__CONSIGNES__
1. Pour chaque affirmation, indiquez par oui ou non si elle concorde avec la critique de l'album, puis citez mot pour mot le passage qui tranche. (a) L'album est l'œuvre de deux auteurs. (b) L'auteur de la critique dit s'être déjà posé les questions évoquées. (c) L'album s'en prend à la bêtise ordinaire.
2. Reproduisez à l'identique le passage de la critique de l'album qui commence par les mots contenant "Emmanuel Reuzé et" et se termine par "animent nos sociétés.".

Faut pas prendre les cons pour des gens

Emmanuel Reuzé et Nicolas Rouhaud se sont associés pour écrire et dessiner l’un des albums les plus impertinents de cette rentrée. Avec « Faut pas prendre les cons pour des gens », ils stigmatisent la bêtise ordinaire et les incohérences de notre vie en société. Réjouissant.

DES QUESTIONS QUI FÂCHENT

Peut-on remplacer les enseignants par des distributeurs de diplômes ? Faut-il expulser du territoire son bébé ne parlant pas Français ? Doit-on incarcérer de futurs criminels pour éviter qu’ils ne commettent de futurs crimes sur de futures victimes ? Vous ne vous êtes probablement jamais posé ces questions. Nous non plus. Eux, si. Emmanuel Reuzé (« La vraie vie de Didier Super » ou encore « L’Art du 9 e Art » ) et son compère Nicolas Rouhaud nous jettent au visage l’absurdité de notre quotidien et la violence de la bêtise qui animent nos sociétés.

__DONNÉES FOURNIES__
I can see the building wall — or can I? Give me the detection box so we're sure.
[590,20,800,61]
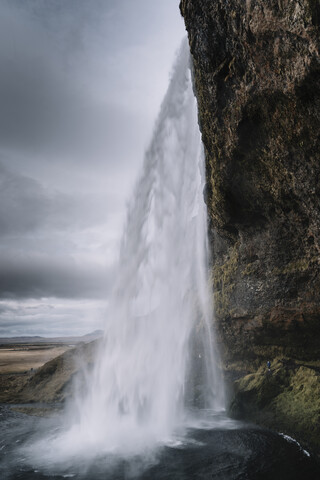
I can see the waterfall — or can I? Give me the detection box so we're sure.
[31,41,223,462]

__RÉPONSES__
1.
(a) Oui : « Emmanuel Reuzé et Nicolas Rouhaud se sont associés pour écrire et dessiner l’un des albums les plus impertinents de cette rentrée »
(b) Non : « Vous ne vous êtes probablement jamais posé ces questions. Nous non plus. »
(c) Oui : « ils stigmatisent la bêtise ordinaire et les incohérences de notre vie en société »

2.
Emmanuel Reuzé et Nicolas Rouhaud se sont associés pour écrire et dessiner l’un des albums les plus impertinents de cette rentrée. Avec « Faut pas prendre les cons pour des gens », ils stigmatisent la bêtise ordinaire et les incohérences de notre vie en société. Réjouissant.

DES QUESTIONS QUI FÂCHENT

Peut-on remplacer les enseignants par des distributeurs de diplômes ? Faut-il expulser du territoire son bébé ne parlant pas Français ? Doit-on incarcérer de futurs criminels pour éviter qu’ils ne commettent de futurs crimes sur de futures victimes ? Vous ne vous êtes probablement jamais posé ces questions. Nous non plus. Eux, si. Emmanuel Reuzé (« La vraie vie de Didier Super » ou encore « L’Art du 9 e Art » ) et son compère Nicolas Rouhaud nous jettent au visage l’absurdité de notre quotidien et la violence de la bêtise qui animent nos sociétés.